--- Start of Data for processing ---
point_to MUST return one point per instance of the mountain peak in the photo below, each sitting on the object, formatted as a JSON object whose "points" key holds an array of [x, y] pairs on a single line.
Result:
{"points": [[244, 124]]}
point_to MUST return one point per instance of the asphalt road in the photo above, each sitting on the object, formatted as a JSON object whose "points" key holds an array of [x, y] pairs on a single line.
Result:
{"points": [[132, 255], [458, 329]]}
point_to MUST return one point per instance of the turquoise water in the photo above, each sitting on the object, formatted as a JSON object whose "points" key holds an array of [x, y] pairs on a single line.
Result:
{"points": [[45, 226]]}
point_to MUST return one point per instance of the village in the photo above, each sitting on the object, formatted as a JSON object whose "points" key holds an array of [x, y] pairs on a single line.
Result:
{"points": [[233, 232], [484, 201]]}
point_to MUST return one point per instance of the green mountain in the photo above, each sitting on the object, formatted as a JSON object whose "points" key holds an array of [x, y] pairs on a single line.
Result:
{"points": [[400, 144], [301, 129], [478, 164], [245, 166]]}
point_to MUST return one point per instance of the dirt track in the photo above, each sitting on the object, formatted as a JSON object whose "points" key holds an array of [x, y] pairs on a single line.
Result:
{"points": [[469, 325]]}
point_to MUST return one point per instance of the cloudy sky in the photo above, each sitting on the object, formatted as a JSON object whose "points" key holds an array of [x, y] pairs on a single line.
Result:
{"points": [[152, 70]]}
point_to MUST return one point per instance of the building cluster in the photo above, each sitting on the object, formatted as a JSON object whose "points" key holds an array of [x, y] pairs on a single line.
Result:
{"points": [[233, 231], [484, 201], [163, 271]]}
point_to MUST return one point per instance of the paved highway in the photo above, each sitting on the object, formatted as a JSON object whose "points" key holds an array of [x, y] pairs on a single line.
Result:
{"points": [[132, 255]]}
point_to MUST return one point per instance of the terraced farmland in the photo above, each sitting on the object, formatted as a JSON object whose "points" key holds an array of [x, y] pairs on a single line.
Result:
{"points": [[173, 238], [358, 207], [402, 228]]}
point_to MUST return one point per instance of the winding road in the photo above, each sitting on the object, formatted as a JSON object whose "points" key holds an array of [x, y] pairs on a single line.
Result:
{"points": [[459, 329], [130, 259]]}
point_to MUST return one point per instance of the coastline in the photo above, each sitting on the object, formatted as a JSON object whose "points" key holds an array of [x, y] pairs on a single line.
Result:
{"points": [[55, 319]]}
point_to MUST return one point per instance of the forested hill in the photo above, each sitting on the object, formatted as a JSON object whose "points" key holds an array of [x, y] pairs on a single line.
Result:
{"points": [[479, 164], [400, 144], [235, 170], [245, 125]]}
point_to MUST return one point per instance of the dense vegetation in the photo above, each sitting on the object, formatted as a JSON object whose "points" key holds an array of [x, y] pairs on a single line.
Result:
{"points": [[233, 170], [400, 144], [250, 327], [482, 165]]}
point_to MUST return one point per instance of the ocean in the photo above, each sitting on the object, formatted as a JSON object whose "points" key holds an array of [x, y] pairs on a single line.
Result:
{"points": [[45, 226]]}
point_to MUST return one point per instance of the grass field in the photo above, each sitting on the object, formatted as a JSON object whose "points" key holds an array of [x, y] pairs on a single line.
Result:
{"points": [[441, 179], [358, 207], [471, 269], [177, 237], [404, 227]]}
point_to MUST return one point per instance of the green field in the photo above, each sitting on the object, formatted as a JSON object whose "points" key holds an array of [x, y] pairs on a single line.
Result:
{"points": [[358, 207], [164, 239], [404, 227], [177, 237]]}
--- End of Data for processing ---
_The task_. Rescale the part that opens with the line containing "point_to MUST return one point per instance of the ocean" and closes at the end of the rows. Reproduce every line there, requests included, with each x and y point coordinate in the answers multiplied by 0.45 and rounded to whole numbers, halves rounding up.

_Full answer_.
point_to MUST return one point per instance of the ocean in the photo above, each sitting on the object, formatted as a JSON object whose "points" key holds an array of [x, y] pairs on a single line.
Result:
{"points": [[20, 102]]}
point_to MUST return one point per instance of the grass field in the photo above, each sitting on the object, formatted as a JSON object whose "points" key holds an array of [x, y] pairs on a single line.
Result:
{"points": [[198, 81], [161, 93], [212, 121], [80, 107], [182, 102]]}
point_to MUST return one point per instance of the green field in the photo above, each sitting on the object, formatted as a JSON object whose "points" key holds an array of [x, y] pairs on a single line.
Result:
{"points": [[161, 93], [74, 108], [182, 102], [80, 107]]}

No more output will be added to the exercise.